# [SHORT TASK]
Rewrite the material from its first line through the line containing "point(250, 343)", replacing "overcast sky" with "cloudy sky" and leaving everything else unchanged.

----------

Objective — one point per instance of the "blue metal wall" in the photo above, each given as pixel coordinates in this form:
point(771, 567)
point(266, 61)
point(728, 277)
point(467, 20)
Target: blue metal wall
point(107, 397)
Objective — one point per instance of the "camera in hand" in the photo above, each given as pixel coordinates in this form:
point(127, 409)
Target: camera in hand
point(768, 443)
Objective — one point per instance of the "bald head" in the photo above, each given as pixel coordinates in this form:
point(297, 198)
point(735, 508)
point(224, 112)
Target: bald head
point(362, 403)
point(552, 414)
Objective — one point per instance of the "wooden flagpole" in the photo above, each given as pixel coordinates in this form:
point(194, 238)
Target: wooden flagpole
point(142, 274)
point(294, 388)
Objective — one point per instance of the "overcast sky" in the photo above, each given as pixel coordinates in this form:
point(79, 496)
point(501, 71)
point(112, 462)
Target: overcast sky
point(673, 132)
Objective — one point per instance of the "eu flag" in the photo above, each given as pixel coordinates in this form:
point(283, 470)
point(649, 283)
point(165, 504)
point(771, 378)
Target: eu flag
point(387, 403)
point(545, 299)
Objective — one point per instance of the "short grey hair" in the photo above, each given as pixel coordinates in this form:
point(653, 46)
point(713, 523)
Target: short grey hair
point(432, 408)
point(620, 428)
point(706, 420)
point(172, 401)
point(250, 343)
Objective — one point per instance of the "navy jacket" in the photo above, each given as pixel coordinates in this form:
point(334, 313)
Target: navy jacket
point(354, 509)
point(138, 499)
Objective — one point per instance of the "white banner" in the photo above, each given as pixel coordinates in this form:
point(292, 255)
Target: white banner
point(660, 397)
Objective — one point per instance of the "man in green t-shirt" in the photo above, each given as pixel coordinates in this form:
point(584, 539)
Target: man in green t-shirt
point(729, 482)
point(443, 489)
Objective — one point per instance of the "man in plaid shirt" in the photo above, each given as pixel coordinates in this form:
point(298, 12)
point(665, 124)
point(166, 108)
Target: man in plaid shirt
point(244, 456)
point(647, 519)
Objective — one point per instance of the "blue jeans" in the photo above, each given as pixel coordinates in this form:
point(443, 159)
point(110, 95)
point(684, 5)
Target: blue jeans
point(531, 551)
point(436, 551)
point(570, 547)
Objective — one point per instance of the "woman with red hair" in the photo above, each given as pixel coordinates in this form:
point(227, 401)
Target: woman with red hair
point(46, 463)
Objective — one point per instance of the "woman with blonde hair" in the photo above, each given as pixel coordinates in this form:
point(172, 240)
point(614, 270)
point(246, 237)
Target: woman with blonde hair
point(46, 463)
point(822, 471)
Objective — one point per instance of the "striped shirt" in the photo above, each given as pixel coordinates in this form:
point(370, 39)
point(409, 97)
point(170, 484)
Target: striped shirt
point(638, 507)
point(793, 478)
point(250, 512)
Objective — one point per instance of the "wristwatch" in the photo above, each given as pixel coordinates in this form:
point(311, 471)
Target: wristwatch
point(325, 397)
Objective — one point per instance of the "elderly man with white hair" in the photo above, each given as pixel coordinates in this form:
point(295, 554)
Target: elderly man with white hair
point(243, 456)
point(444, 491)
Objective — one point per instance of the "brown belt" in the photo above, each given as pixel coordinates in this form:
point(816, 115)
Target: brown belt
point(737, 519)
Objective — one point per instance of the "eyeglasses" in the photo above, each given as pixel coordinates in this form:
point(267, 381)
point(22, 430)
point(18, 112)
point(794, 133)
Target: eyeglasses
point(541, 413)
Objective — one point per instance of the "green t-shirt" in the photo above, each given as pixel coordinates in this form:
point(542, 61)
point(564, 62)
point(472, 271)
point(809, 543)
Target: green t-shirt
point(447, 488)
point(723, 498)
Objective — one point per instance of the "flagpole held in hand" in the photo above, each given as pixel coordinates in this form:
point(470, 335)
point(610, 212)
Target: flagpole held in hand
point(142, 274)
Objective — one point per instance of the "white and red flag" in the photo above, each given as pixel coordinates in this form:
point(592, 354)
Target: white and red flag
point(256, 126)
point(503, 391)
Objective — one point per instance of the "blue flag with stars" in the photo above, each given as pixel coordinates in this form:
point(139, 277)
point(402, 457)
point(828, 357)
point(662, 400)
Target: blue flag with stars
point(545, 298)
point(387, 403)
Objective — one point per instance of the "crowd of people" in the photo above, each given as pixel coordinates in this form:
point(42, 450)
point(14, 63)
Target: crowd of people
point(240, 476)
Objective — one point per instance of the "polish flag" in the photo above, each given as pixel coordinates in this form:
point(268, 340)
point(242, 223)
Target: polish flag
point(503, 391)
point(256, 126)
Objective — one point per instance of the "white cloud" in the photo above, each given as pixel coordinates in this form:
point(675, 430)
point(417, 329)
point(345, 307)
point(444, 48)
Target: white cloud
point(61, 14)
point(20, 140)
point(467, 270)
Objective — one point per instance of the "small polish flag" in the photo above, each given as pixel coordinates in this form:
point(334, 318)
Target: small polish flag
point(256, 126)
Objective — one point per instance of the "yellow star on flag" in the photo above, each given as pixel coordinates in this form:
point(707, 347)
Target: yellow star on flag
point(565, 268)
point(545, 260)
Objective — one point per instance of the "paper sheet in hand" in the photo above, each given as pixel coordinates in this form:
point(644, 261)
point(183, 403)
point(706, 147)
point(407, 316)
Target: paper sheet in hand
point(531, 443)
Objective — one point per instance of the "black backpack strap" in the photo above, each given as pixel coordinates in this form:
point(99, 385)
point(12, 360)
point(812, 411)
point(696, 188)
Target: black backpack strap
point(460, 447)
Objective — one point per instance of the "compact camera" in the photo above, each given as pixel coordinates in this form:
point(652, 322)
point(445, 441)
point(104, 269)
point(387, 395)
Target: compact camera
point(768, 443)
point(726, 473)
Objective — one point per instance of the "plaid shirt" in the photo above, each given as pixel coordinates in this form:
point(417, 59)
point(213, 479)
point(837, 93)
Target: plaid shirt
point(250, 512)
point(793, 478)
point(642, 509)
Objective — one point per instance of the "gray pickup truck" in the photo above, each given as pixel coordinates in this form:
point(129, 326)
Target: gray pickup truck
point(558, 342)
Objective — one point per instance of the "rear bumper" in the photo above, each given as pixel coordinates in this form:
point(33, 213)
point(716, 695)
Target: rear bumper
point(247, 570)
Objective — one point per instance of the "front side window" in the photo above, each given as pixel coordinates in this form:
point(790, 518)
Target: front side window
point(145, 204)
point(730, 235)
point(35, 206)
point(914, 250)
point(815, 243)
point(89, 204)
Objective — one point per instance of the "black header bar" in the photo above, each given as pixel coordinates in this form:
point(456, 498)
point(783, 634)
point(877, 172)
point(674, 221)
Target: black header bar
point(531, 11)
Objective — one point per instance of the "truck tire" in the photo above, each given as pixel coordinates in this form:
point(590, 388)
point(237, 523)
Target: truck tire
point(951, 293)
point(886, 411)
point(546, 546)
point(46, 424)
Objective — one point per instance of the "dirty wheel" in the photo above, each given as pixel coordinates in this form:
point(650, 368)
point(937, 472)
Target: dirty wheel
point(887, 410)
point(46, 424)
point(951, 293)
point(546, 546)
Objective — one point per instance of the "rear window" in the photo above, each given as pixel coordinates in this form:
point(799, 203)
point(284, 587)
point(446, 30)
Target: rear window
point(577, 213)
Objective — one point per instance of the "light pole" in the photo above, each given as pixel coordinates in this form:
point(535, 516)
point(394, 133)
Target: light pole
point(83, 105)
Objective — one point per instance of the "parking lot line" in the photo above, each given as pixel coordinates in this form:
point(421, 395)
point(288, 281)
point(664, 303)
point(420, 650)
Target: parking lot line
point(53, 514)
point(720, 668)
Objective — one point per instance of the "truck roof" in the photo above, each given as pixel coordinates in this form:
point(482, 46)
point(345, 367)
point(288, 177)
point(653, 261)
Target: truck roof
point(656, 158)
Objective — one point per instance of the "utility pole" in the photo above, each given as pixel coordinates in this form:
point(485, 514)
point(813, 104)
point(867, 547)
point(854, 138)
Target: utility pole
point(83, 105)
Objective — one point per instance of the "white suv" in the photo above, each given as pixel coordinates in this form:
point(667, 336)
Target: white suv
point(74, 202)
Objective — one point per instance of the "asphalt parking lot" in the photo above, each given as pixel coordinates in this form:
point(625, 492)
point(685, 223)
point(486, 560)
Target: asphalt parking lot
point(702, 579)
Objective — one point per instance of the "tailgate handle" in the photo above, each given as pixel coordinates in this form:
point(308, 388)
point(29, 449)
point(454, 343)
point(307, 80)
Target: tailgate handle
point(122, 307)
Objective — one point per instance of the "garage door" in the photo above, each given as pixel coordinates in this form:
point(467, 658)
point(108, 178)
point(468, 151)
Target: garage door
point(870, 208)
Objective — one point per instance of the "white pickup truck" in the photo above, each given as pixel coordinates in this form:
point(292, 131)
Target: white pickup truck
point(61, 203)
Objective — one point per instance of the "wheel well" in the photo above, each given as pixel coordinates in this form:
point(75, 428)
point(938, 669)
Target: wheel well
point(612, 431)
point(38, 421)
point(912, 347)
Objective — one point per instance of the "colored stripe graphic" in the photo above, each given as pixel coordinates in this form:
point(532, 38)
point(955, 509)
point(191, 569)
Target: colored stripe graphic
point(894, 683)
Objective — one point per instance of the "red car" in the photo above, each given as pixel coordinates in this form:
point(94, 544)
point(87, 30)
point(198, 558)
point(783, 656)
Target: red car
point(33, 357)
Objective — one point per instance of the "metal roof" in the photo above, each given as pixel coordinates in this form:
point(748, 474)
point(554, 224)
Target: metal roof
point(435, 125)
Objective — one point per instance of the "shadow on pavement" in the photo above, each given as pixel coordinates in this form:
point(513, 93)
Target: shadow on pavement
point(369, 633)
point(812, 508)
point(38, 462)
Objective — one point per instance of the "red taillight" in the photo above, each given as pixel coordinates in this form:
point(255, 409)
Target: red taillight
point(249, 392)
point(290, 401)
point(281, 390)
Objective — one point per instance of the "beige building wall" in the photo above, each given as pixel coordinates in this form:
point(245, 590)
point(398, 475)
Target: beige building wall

----------

# [OUTPUT]
Objective — one point per instance of the "blue metal wall" in the photo above, each given as pixel coordinates in this form:
point(771, 567)
point(266, 61)
point(728, 277)
point(467, 20)
Target: blue metal wall
point(107, 397)
Objective — one point per instance of the "camera in hand" in the photo above, each given as pixel coordinates in this form:
point(127, 409)
Target: camera in hand
point(768, 443)
Objective — one point per instance of the "bald head" in the photo above, each given as pixel coordinates in this form:
point(297, 198)
point(735, 508)
point(224, 112)
Target: bald head
point(362, 403)
point(552, 414)
Objective — one point per instance of the "wooden flagpole" in the photo above, each given as pixel coordinates in this form:
point(194, 238)
Target: wooden flagpole
point(142, 274)
point(294, 388)
Objective — one point per instance of the "cloudy sky" in the photo above, each given as pixel coordinates in this form:
point(79, 496)
point(501, 71)
point(112, 462)
Target: cloudy sky
point(673, 132)
Objective — one point per instance of the "eu flag" in the photo above, each given as pixel coordinates in this form:
point(283, 470)
point(649, 283)
point(165, 504)
point(771, 378)
Target: eu flag
point(387, 403)
point(545, 299)
Objective — one point per instance of the "short grey hair" in the photo above, each given as pixel coordinates in this form:
point(653, 46)
point(713, 523)
Target: short grey hair
point(432, 408)
point(620, 428)
point(706, 420)
point(172, 401)
point(250, 343)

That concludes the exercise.